Without skipping anything, print all of the data exactly.
── DATA UNDER STUDY ──
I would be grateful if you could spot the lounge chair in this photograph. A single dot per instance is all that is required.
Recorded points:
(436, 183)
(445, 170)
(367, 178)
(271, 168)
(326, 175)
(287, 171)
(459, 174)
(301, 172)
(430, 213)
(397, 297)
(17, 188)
───
EXERCISE OUTPUT:
I would be grateful if you could spot the lounge chair in this photograph. A single dot per instance is all that is required.
Recorded points:
(436, 183)
(445, 170)
(367, 178)
(271, 168)
(326, 175)
(287, 171)
(459, 174)
(301, 172)
(430, 213)
(397, 297)
(17, 188)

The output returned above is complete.